━━━ PROVIDED INFORMATION

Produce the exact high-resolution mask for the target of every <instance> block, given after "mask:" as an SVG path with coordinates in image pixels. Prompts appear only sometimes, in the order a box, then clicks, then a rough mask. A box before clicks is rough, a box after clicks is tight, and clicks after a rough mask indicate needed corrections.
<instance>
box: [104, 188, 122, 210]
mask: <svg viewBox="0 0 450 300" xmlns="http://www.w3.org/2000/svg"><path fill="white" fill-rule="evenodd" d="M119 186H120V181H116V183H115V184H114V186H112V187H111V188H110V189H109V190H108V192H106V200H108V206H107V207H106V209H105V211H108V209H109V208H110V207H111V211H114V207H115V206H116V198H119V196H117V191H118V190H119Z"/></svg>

━━━━━━
━━━ PROVIDED INFORMATION

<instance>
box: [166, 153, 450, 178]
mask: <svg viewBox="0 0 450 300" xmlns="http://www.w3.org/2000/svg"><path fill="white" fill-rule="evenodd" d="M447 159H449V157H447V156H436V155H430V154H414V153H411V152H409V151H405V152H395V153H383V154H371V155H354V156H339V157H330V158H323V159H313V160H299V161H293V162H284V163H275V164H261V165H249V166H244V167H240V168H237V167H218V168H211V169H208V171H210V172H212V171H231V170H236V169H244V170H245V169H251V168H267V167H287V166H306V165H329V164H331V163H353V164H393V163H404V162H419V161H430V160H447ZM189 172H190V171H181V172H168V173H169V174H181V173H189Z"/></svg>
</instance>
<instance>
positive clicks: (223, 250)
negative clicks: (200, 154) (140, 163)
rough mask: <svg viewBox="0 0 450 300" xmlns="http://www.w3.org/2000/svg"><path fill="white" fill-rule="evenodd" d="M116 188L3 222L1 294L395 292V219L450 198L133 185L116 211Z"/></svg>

━━━━━━
━━━ PROVIDED INFORMATION

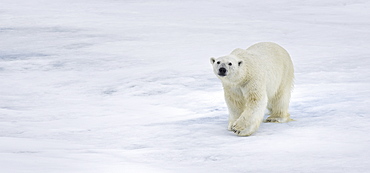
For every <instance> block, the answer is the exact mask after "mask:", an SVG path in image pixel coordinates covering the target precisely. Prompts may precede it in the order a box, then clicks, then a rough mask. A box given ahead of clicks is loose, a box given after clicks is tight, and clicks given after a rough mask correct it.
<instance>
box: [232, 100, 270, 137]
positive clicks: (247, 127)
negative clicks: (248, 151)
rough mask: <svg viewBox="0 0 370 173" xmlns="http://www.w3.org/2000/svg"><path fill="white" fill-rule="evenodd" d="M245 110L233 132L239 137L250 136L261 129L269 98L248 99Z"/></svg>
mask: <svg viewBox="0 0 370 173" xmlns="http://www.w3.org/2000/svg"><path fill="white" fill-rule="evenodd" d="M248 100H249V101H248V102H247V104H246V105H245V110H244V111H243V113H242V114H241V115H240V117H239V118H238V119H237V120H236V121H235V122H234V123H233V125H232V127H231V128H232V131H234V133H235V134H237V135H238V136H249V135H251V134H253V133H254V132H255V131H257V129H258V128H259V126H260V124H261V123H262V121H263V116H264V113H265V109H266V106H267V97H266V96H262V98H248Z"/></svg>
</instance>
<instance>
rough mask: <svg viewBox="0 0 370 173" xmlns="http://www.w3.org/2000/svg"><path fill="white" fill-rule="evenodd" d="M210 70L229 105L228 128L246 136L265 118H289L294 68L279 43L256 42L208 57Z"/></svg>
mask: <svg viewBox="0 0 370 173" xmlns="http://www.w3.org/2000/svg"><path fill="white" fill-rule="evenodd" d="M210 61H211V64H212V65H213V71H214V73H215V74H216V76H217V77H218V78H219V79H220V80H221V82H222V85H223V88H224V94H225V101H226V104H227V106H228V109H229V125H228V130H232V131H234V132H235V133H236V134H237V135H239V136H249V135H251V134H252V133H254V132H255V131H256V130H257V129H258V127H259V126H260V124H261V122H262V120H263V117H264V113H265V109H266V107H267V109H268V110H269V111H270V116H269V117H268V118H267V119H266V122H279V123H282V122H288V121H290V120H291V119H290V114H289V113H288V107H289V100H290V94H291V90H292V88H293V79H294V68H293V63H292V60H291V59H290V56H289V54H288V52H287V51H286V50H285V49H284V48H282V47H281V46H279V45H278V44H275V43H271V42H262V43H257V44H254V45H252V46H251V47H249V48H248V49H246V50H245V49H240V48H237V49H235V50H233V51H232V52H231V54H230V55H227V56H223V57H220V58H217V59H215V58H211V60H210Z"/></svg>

━━━━━━

### PROBLEM TO SOLVE:
How many lines in the rows above contain the string "after"? Reply with the number alone.

### RESULT OF THIS TASK:
2